Becoming Gookish Pt. 2

B

“I haven’t seen someone sleeping in months.”

“I haven’t been beside a sleeping person. I’ve been alone. I go to bed, I wake up. I don’t see myself sleep. I don’t see anyone sleeping.” 

I wrote that in my journal at the beginning of the month. It’s an inconsequential joy, to see someone sleeping, but it’s a wholesome one. Given that it’s been almost one year of various quarantining protocols, I’m sure that I am not alone in my limited sleep-watching experience. It is a metric of loneliness: are you seeing someone sleeping — eyelids daintily sealed, breathing steady and calm, their trust of you evident in slow pulse of their neck; or is the pillow on the left-side of your queen bed unmarked with the weight of a head? It is a simple vignette of shared living that should be cherished, good reader. 

Three weeks ago, I received this comfort in a way I had not expected. I went north with my uncle, from Burnaby to his sixty-two acre property midway between Williams Lake and Quesnel, on the west side of the Fraser River. We went for eight nights and it was a welcome departure from the city. The plan was to have very little of a plan — to eat and sleep, to read and write, and to be seven hours outside of the city. In these objectives, we succeeded.

What was a rustic retreat for me, was a homecoming for my uncle Doug. He lives between three homes: his own cabin in Quesnel proper, my aunt’s place in West End, Vancouver, and the cooperative acreage whereat we stayed. My uncle is a hippie — I think that is fair to say. He’s 60, 6’5”, with long hair, typically braided down to his mid-back, and a soothing seventies-reminiscent dialect. I love the guy. He and my aunt maintain their relationship through his intermittent visits to the city, and in other times, through international travel together. When he goes north, my uncle maintains the properties, cultivates organic crops, gathers chaga to later sell, and works at the many projects that come with rural living. I have written about his lifestyle before, in an informal essay from high school, linked here. The depiction of him within holds true. On this trip, the bed of my uncle’s beat up Ford truck was loaded with countless Craigslist ‘treasures’ —free items offered by the denizens of Vancouver— which would be unloaded and used in future projects. We left Vancouver around 5:00 AM. It was bitter in the city and my fingers went numb helping Doug fasten the remaining winch straps.

I had heard much over the years of the co-op, called Spirit Dance Cooperative Community, but had never been. I had never seen pictures. I didn’t have any expectations of the place but if I had, they would have been spot on. After a long meandering morning of travel, a pit stop in 100 Mile House for donuts, and a grocery run in William’s Lake, we plowed through the fresh snow on the lengthy driveway around 4:00 PM. The wooden shed, house, and barn were snow covered. The fields around the house showed tufts of dead vegetation in the whiteness, and knotted crabapple and apricot trees stood sentinel around the low log cabin that would protect us from the cold spell that was settling in in the Caribou Region. The cinderblock chimney showed no sign of warmth within and it was our first priority to change that. We shovelled, unloaded the necessities, and set the wood-fire stove raging.

▸ **Records provided**:
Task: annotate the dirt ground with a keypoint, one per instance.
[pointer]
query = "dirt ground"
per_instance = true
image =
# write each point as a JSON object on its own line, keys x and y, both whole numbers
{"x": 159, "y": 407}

▸ **Goals**:
• A. Answer these questions about the essay on the trip north, one line each:
(i) How many nights did the trip last?
(ii) In which town did the travelers stop for donuts?
(iii) What is the name of the co-op where they stayed?
• B. From the essay on the trip north, return the passage that opens with the words containing "Becoming Gookish Pt." and closes with "cherished, good reader.".
• C. Write the next part of the essay on the trip north, starting after its final sentence.

▸ **Results in order**:
• A.
(i) Eight nights
(ii) 100 Mile House
(iii) Spirit Dance Cooperative Community

• B.
Becoming Gookish Pt. 2

B

“I haven’t seen someone sleeping in months.”

“I haven’t been beside a sleeping person. I’ve been alone. I go to bed, I wake up. I don’t see myself sleep. I don’t see anyone sleeping.” 

I wrote that in my journal at the beginning of the month. It’s an inconsequential joy, to see someone sleeping, but it’s a wholesome one. Given that it’s been almost one year of various quarantining protocols, I’m sure that I am not alone in my limited sleep-watching experience. It is a metric of loneliness: are you seeing someone sleeping — eyelids daintily sealed, breathing steady and calm, their trust of you evident in slow pulse of their neck; or is the pillow on the left-side of your queen bed unmarked with the weight of a head? It is a simple vignette of shared living that should be cherished, good reader.

• C.
Having no opportunity for a nap in the car, my uncle cozied into his near fifty year old Camp 7 sleeping bag on the couch around 6:00 and fell asleep in close radius to the fire. Here’s what I then knew to expect for the coming days: it was cold, and we were living simply. A broken heating coil meant no hot water and a leak in the piping meant no running water at all. The rain barrels held what we would need for dishes and hand-washing. The grocery store jugs held what we needed for drinking, cooking, and tea —a necessity with Doug Gook, tea. As for sanitation, I was happy to participate in my uncle’s process for composting human waste, out of the Humanure handbook, which I will do you the favour of not detailing here. But this was all that I wanted. I admire my uncle. I wanted out of the city, I wanted to channel the humble, mindless, and pleasurable living that my cottage in Ontario provides, and I wanted to do as Gook does. And this is what he does. Water is heated on the wood stove in two kettles — one for drinking needs, one for the rest. As they whistled atop the firebox and my uncle slept, I read and wrote.

The morning brought evidence of a losing battle. The progress we’d made before I sheathed myself in my sleeping bag at 11:00 had been undone in the night. From my vantage point on the floor in front of the stove, through the face slot of my irresistible bag, I could see the logs had been spent, the flames had gone out. Where we had forced the frost on the single-paned windows to retreat, they had made a counter-attack in the -35°C darkness. They now held the bottom half of the glass. Doug moved swiftly from his sleeping spot on the couch beside me, and in his union suit, loaded more spruce into the firebox before returning to the warmth of his bag. We may cocoon at night, but we would fight in the day.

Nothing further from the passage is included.